> **Material provided**
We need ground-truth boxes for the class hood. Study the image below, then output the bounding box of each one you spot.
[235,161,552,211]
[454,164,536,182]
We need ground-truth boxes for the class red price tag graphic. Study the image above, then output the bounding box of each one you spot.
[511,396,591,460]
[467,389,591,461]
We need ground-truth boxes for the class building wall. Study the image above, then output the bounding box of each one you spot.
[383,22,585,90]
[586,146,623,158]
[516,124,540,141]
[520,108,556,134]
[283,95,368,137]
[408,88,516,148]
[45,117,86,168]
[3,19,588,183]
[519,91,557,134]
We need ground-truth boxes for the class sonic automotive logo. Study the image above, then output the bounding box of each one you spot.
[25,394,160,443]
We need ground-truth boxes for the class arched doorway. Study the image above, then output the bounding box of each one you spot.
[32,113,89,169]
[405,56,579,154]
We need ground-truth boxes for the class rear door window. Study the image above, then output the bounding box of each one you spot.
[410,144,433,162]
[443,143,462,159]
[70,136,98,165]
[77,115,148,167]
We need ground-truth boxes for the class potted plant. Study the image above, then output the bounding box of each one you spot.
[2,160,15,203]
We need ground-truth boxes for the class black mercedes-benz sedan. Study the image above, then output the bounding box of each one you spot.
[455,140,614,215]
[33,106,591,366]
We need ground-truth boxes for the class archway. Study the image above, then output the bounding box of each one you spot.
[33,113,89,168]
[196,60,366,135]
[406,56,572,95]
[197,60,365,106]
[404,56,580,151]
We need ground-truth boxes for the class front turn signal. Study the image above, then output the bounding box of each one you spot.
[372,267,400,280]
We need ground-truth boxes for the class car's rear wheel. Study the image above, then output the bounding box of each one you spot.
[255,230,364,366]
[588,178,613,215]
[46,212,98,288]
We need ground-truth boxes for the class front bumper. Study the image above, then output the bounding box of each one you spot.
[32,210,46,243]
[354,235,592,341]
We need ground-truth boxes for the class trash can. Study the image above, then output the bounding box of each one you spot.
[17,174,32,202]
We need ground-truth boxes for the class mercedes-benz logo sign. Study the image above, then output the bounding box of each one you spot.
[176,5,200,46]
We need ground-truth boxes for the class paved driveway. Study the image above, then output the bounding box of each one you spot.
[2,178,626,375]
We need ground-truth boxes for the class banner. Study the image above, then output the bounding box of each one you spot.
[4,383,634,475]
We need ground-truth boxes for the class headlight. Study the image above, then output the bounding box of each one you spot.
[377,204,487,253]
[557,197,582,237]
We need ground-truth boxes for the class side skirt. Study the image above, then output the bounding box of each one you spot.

> **Task prompt**
Give back the full listing above, exactly as it reads.

> **Response to this exercise**
We need ground-truth boxes for the class hood. Study the image below, then output the bounding box of each one you spot.
[235,161,552,211]
[454,164,536,182]
We need ground-truth boxes for the class red price tag graphic. Study the image above, then output the bounding box of each one you spot.
[511,396,591,460]
[467,389,591,461]
We need ground-truth boxes for the class building wall. Study the image above, then output the bounding box of each one you spot.
[383,22,585,90]
[586,146,623,158]
[516,124,540,141]
[520,108,556,134]
[283,95,368,137]
[408,88,516,148]
[45,117,86,168]
[3,19,588,183]
[519,91,557,134]
We need ground-truth boxes for the class sonic automotive logo. Study the image above, then output the bounding box of each one you spot.
[25,394,160,443]
We need ground-truth boxes for the class arched doorway. Study the image above, then output the bounding box of each one you spot.
[32,113,89,169]
[405,56,579,154]
We need ground-truth boxes for the class rear door window. Study the image above, then output the bounding box of each one you spot.
[410,144,433,162]
[443,143,462,159]
[70,136,98,165]
[77,115,148,167]
We need ground-truth boxes for the class potted plant. Study the image above, then output the bounding box of each one you spot.
[2,160,15,203]
We need ground-truth boxes for the class black mercedes-benz sedan. Study the image above, then output the bounding box of each one you spot.
[455,140,614,215]
[33,106,591,366]
We need ground-truth boxes for the class archway. Study the image above, then output the bounding box of each one you spot.
[33,113,89,168]
[196,60,366,135]
[406,56,572,95]
[197,60,365,106]
[404,56,580,151]
We need ground-truth boxes for the class front turn signal. Study the image above, then output the bounding box of each one you spot.
[372,267,400,280]
We need ground-truth boxes for the class car's rear wheel. Study the image above, then output the bounding box of each one you spot.
[255,230,364,366]
[588,178,613,215]
[46,212,98,288]
We need ground-truth boxes for the class front bumper. Study the image above, then output the bounding box of each one you spot.
[32,210,46,243]
[354,235,592,341]
We need ground-truth boxes for the class trash can. Study the image above, then output the bounding box of each one you spot.
[17,174,32,202]
We need ground-truth boxes for the class mercedes-benz logo sign. Study the image above, then output the bounding box of each one you spot.
[176,5,200,46]
We need ground-truth boxes for the class paved driveway. Study the image above, then output the bounding box of each one you spot.
[2,178,626,375]
We need ground-truth boxes for the class banner. Study the image above, then output the bounding box of each one you spot.
[4,383,634,475]
We need ground-truth boxes for the class headlight. Study the image above, then output the bounding box of each one you spot.
[377,204,487,253]
[557,197,582,237]
We need ground-truth boxes for the class side skirt. Study the image above, then output the bounding box of each one you spot.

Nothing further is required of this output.